--- What the task requires ---
Every entry, from first to last, is to be retyped without any alteration.

[Data items]
▬▬▬▬▬▬

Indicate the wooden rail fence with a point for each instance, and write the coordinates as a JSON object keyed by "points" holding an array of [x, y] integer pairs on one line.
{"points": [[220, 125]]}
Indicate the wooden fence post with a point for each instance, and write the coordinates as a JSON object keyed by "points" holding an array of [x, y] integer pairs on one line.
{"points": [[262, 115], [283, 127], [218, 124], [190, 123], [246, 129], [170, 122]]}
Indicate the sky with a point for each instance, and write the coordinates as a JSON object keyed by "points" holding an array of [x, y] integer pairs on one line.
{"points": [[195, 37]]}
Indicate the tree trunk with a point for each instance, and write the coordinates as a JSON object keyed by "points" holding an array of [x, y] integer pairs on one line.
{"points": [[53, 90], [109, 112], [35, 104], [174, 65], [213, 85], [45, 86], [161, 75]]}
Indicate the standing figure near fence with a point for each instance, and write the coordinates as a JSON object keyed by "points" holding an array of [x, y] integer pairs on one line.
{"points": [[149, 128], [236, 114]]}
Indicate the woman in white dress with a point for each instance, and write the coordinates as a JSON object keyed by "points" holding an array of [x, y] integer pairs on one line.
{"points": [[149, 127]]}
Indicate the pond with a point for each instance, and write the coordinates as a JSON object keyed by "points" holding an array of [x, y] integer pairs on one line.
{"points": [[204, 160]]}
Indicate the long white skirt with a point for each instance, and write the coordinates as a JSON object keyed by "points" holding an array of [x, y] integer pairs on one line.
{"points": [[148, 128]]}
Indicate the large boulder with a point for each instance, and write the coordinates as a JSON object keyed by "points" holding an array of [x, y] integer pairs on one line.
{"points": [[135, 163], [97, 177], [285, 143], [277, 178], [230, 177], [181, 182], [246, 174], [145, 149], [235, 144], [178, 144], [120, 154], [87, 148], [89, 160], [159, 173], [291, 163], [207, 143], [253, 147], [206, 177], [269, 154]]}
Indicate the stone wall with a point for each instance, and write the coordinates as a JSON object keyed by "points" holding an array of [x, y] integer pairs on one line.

▬▬▬▬▬▬

--- Answer to the exercise ---
Indicate the wooden rail fence with a point for each instance, and write the coordinates as a JSON object keyed by "points" holding an array of [x, y] integer pairs on one line.
{"points": [[220, 125]]}
Indicate the wooden fence post with a point for each instance, and write the coordinates as a JSON object keyed by "points" holding an array of [x, y] integer pairs on one line.
{"points": [[262, 115], [283, 127], [218, 124], [190, 123], [246, 129], [170, 122]]}
Indicate the sky with a point for each instance, and write the coordinates as a JSON object keyed by "points" holding an array of [x, y] integer pairs on one line.
{"points": [[195, 37]]}
Indicate the tree trunk with a point for each instance, and write the coordinates as a JSON object keyed by "points" holding an array of [x, y] integer pairs on one line.
{"points": [[53, 90], [109, 112], [35, 104], [174, 65], [213, 85], [45, 86], [161, 75]]}
Indicate the standing figure near fence with a point for each instance, and write the coordinates as a JSON object keyed by "points" holding an array of [x, y] integer pairs on one line.
{"points": [[149, 128], [236, 114]]}
Indicate the woman in white dress with a point for each instance, and write the coordinates as a JSON object keyed by "points" holding an array of [x, y] integer pairs on one line.
{"points": [[149, 127]]}
Indicate the pond with a point for each instance, and write the coordinates as a JSON object keyed by "points" holding an array of [x, y] integer pairs on one line.
{"points": [[204, 160]]}
Indicate the long white skirt with a point for each instance, and write the coordinates as a JSON object keyed by "points" holding an array of [x, y] integer pairs on one line.
{"points": [[148, 128]]}
Indicate the large boulder with a point for each instance, and write the coordinates as a JSON object keyed by "points" holding an array of [x, y] integer pairs on one line.
{"points": [[135, 163], [97, 177], [285, 143], [277, 178], [230, 177], [181, 182], [246, 174], [145, 149], [235, 144], [178, 144], [120, 154], [87, 148], [89, 160], [159, 173], [291, 163], [207, 143], [253, 147], [206, 177], [269, 154]]}
Indicate the stone wall with a point for each instance, and write the coordinates as a JSON object keyed by "points" holding an array of [x, y] integer pairs on one line.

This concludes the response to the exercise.